Every line of the data must be retyped exactly as it stands.

RECORDED DATA:
- - -

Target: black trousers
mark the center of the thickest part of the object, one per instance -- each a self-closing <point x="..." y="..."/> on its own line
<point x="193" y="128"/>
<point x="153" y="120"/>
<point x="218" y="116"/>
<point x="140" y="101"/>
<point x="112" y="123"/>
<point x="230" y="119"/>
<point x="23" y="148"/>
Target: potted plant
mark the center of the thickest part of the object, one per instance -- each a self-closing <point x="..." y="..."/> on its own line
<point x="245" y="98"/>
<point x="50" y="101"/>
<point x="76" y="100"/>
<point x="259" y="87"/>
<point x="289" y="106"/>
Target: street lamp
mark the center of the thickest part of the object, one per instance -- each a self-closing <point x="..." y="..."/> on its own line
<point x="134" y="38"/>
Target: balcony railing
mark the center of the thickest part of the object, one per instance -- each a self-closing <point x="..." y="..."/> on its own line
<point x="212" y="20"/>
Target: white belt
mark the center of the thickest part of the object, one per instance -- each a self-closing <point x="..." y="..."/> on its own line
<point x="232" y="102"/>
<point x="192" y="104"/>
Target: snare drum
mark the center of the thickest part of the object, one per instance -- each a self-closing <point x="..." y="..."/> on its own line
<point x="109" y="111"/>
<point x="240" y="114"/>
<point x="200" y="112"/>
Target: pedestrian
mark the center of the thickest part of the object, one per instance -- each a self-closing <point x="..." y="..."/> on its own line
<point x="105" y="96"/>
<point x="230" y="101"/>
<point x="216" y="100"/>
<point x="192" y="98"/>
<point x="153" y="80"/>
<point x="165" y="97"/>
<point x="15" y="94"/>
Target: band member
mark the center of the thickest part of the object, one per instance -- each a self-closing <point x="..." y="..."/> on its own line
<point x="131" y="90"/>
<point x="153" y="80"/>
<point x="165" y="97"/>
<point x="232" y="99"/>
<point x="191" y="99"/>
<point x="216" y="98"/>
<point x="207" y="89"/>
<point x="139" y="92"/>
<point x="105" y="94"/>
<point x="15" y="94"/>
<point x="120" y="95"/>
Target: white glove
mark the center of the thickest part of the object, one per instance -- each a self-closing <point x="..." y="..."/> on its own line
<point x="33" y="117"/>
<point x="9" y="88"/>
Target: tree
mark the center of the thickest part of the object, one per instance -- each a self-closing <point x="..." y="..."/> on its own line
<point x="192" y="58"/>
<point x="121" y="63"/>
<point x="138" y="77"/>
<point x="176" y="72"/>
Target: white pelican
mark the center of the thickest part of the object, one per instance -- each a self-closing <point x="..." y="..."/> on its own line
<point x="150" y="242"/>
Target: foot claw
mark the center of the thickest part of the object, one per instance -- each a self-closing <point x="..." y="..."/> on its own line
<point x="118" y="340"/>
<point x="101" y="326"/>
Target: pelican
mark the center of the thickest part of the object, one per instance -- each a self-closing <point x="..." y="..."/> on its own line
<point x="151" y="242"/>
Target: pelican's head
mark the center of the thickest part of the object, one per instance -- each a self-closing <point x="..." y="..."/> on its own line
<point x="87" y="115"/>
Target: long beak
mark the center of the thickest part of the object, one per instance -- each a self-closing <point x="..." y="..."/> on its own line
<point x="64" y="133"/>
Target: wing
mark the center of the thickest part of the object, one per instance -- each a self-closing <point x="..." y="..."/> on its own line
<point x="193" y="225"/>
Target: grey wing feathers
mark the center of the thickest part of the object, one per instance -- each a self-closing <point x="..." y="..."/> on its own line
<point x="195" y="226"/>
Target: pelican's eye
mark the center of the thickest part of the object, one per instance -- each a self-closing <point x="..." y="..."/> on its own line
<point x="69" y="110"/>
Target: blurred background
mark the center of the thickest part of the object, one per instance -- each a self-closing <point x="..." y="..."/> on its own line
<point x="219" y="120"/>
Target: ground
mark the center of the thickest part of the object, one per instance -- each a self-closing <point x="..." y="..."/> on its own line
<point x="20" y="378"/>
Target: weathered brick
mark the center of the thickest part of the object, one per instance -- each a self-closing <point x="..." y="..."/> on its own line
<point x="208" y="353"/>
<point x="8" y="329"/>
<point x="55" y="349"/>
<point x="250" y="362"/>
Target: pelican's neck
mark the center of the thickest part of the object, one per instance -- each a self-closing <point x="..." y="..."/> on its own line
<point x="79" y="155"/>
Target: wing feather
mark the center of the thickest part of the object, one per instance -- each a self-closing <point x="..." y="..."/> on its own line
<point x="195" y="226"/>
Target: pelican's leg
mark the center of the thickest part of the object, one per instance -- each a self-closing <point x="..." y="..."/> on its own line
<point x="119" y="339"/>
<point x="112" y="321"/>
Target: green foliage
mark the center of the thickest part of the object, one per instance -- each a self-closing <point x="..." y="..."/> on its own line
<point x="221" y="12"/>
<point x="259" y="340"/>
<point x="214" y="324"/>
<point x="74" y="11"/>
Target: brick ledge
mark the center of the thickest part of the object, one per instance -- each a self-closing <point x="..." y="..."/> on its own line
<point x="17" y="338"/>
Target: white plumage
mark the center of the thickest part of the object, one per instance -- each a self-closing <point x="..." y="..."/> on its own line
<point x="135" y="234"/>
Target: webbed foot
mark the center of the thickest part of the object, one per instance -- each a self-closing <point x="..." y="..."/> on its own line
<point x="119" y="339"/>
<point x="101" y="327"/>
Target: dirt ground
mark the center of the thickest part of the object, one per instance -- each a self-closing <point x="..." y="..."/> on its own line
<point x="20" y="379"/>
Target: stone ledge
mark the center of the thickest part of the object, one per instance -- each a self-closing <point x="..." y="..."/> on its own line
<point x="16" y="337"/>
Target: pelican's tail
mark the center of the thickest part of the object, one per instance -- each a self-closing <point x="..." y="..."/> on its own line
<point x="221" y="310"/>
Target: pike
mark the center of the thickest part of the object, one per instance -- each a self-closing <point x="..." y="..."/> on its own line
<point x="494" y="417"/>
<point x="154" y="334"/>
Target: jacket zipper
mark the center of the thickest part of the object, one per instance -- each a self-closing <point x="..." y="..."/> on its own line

- - -

EXERCISE OUTPUT:
Target: black trousers
mark the center of the thickest part of the object, one per instance -- each a self-closing <point x="..." y="..."/> on its own line
<point x="193" y="128"/>
<point x="153" y="120"/>
<point x="218" y="116"/>
<point x="140" y="101"/>
<point x="112" y="123"/>
<point x="230" y="119"/>
<point x="23" y="148"/>
Target: potted plant
mark the center of the thickest part of the object, one per instance -- each a self-closing <point x="..." y="..."/> on its own line
<point x="245" y="98"/>
<point x="50" y="101"/>
<point x="76" y="100"/>
<point x="259" y="87"/>
<point x="289" y="106"/>
Target: street lamp
mark the center of the thickest part of the object, one per instance -- each a self-closing <point x="..." y="..."/> on its own line
<point x="134" y="38"/>
Target: balcony railing
mark the center of the thickest part of the object, one per instance -- each a self-closing <point x="..." y="..."/> on its own line
<point x="212" y="20"/>
Target: white belt
mark the center of the thickest part of the object, one per instance -- each a self-closing <point x="..." y="..."/> on its own line
<point x="232" y="102"/>
<point x="192" y="104"/>
Target: snare drum
mark the center of the thickest part of the object, one per instance -- each a self-closing <point x="..." y="..."/> on its own line
<point x="109" y="111"/>
<point x="240" y="114"/>
<point x="200" y="112"/>
Target: pedestrian
mark the center of the thickest part of the object, one per instance -- each a self-closing <point x="..." y="..."/> on its own line
<point x="105" y="96"/>
<point x="230" y="101"/>
<point x="216" y="100"/>
<point x="192" y="98"/>
<point x="153" y="80"/>
<point x="165" y="97"/>
<point x="15" y="94"/>
Target: band member
mark the center of the thickest part of the object, one per instance -- each a self-closing <point x="..." y="..."/> on its own line
<point x="131" y="90"/>
<point x="153" y="80"/>
<point x="165" y="97"/>
<point x="232" y="99"/>
<point x="191" y="99"/>
<point x="216" y="98"/>
<point x="207" y="89"/>
<point x="139" y="92"/>
<point x="105" y="94"/>
<point x="15" y="94"/>
<point x="120" y="95"/>
Target: white glove
mark the center of the thickest part of the object, one per instance -- each a self-closing <point x="..." y="..."/> on its own line
<point x="33" y="117"/>
<point x="9" y="88"/>
Target: tree
mark the center of the thickest part of the object, one per instance -- each a self-closing <point x="..." y="..."/> on its own line
<point x="192" y="58"/>
<point x="121" y="63"/>
<point x="138" y="77"/>
<point x="176" y="72"/>
Target: white pelican
mark the center of the thickest part of the object, one per instance -- each a self-closing <point x="..." y="..."/> on its own line
<point x="150" y="242"/>
Target: foot claw
mark the center of the thickest part of the object, one per instance -- each a self-closing <point x="..." y="..."/> on its own line
<point x="118" y="340"/>
<point x="101" y="326"/>
Target: pelican
mark the center of the thickest part of the object, one per instance -- each a self-closing <point x="..." y="..."/> on its own line
<point x="151" y="242"/>
Target: pelican's head
mark the center of the thickest part of the object, one per instance -- each a self-closing <point x="..." y="..."/> on its own line
<point x="87" y="115"/>
Target: long beak
mark the center of the thickest part of the object, one per instance -- each a self-closing <point x="..." y="..."/> on its own line
<point x="64" y="133"/>
Target: wing
mark the center of the thickest part of the object, one per instance -- each a self-closing <point x="..." y="..."/> on its own line
<point x="193" y="225"/>
Target: grey wing feathers
mark the center of the thickest part of the object, one per instance -- each a self-closing <point x="..." y="..."/> on its own line
<point x="195" y="226"/>
Target: pelican's eye
mark the center of the thickest part of the object, one per instance -- each a self-closing <point x="..." y="..."/> on its own line
<point x="69" y="110"/>
Target: blurred background
mark the center of the thickest part of the object, one per instance -- each a self-closing <point x="..." y="..."/> on its own line
<point x="219" y="120"/>
Target: ground
mark the center of the thickest part of the object, one per instance -- each a self-closing <point x="..." y="..."/> on its own line
<point x="20" y="378"/>
Target: weathered brick
mark the center of the thickest part of the object, one per instance -- each a self-closing <point x="..." y="..."/> on its own line
<point x="208" y="353"/>
<point x="8" y="329"/>
<point x="55" y="349"/>
<point x="250" y="362"/>
Target: pelican's neck
mark the center of the thickest part of the object, one per instance -- each a self-closing <point x="..." y="..."/> on its own line
<point x="79" y="155"/>
Target: wing feather
mark the center of the thickest part of the object, one per instance -- each a self-closing <point x="..." y="..."/> on its own line
<point x="195" y="226"/>
Target: pelican's leg
mark the center of the thickest part of the object, one per instance -- each a self-closing <point x="..." y="..."/> on its own line
<point x="119" y="339"/>
<point x="112" y="321"/>
Target: green foliage
mark the center of the thickest part of the object, one per instance -- each a self-closing <point x="..." y="..."/> on its own line
<point x="221" y="12"/>
<point x="259" y="340"/>
<point x="214" y="324"/>
<point x="74" y="11"/>
Target: brick ledge
mark the center of the thickest part of the object, one per instance -- each a self-closing <point x="..." y="..."/> on its own line
<point x="17" y="338"/>
Target: white plumage
mark the center of the thickest part of the object, one per instance -- each a self-closing <point x="..." y="..."/> on its own line
<point x="135" y="234"/>
Target: webbed foot
mark the center of the thickest part of the object, one per instance -- each a self-closing <point x="..." y="..."/> on its own line
<point x="119" y="339"/>
<point x="101" y="327"/>
Target: dirt ground
mark the center of the thickest part of the object, one per instance -- each a self-closing <point x="..." y="..."/> on its own line
<point x="20" y="379"/>
Target: stone ledge
mark the center of the thickest part of the object, one per instance -- each a self-closing <point x="..." y="..."/> on its own line
<point x="16" y="337"/>
Target: pelican's tail
mark the center of the thickest part of the object, one per instance -- each a self-closing <point x="..." y="..."/> on its own line
<point x="221" y="310"/>
Target: pike
mark the center of the thickest part of the object, one per instance -- each a self-closing <point x="..." y="..."/> on its own line
<point x="494" y="417"/>
<point x="154" y="334"/>
Target: jacket zipper
mark the center of the thickest part of the object, one per instance -- each a self-closing <point x="..." y="..."/> on its own line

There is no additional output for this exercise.